Reproduce the listing lines from the one containing "where: cloud" down through the one containing "[14,0,350,114]", substituting "mobile phone" for "smartphone" and leaving everything else unchanged.

— Begin —

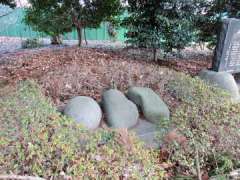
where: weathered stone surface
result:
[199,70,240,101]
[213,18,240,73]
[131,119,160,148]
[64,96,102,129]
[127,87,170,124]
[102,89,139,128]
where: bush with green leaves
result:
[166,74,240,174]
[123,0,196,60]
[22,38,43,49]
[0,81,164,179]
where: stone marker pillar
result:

— End —
— Begin —

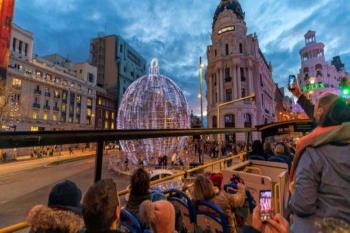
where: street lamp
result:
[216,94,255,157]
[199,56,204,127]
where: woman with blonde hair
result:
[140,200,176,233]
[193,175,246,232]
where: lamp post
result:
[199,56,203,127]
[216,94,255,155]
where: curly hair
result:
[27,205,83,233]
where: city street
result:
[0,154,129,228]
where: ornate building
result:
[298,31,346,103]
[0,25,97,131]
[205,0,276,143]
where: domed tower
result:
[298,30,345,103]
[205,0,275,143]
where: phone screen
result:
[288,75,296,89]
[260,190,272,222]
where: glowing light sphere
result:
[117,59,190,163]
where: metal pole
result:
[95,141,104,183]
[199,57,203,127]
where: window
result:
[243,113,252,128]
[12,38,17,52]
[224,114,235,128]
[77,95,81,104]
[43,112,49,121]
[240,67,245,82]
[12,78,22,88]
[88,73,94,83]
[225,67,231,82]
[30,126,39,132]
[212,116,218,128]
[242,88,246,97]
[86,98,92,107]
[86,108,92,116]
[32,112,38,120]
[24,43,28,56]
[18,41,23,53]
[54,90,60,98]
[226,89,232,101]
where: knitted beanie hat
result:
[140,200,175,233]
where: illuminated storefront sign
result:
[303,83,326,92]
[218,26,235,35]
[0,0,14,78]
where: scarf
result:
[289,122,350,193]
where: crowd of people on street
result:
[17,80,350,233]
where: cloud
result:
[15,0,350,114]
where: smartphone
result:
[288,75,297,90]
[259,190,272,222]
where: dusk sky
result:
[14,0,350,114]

— End —

# [Written answer]
where: cloud
result:
[15,0,350,114]
where: mobile phone
result:
[288,75,297,90]
[259,190,272,222]
where: dusk sky
result:
[14,0,350,114]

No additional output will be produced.